**Exercise description**
Write out the material below word for word, line for line, without the pictures.
───── Dataset
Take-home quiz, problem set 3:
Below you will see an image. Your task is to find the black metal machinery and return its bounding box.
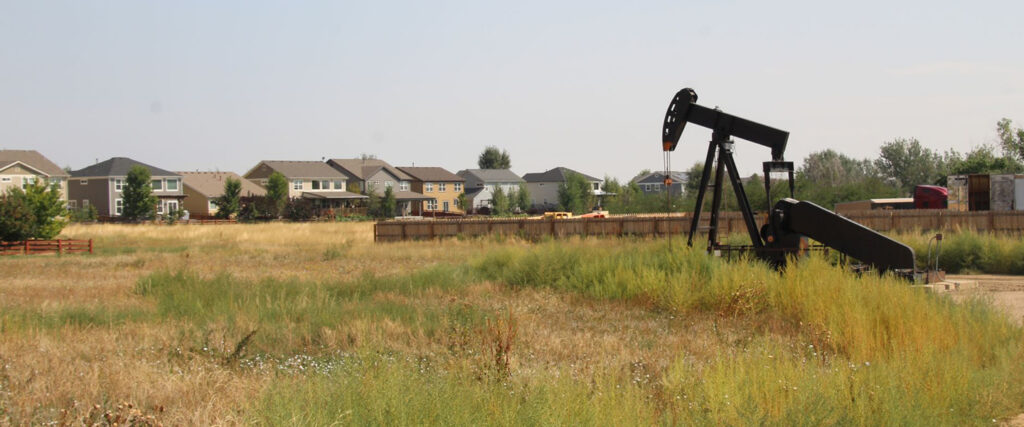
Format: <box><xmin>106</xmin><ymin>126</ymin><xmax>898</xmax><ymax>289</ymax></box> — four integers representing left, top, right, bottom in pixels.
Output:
<box><xmin>662</xmin><ymin>88</ymin><xmax>914</xmax><ymax>276</ymax></box>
──────────
**Complete response**
Take-home quiz, problem set 3:
Below you will see an image. Your task is to find the black metal machinery and return its bounding box.
Format: <box><xmin>106</xmin><ymin>126</ymin><xmax>898</xmax><ymax>289</ymax></box> — four integers representing left, top, right, bottom in pixels.
Output:
<box><xmin>662</xmin><ymin>88</ymin><xmax>914</xmax><ymax>276</ymax></box>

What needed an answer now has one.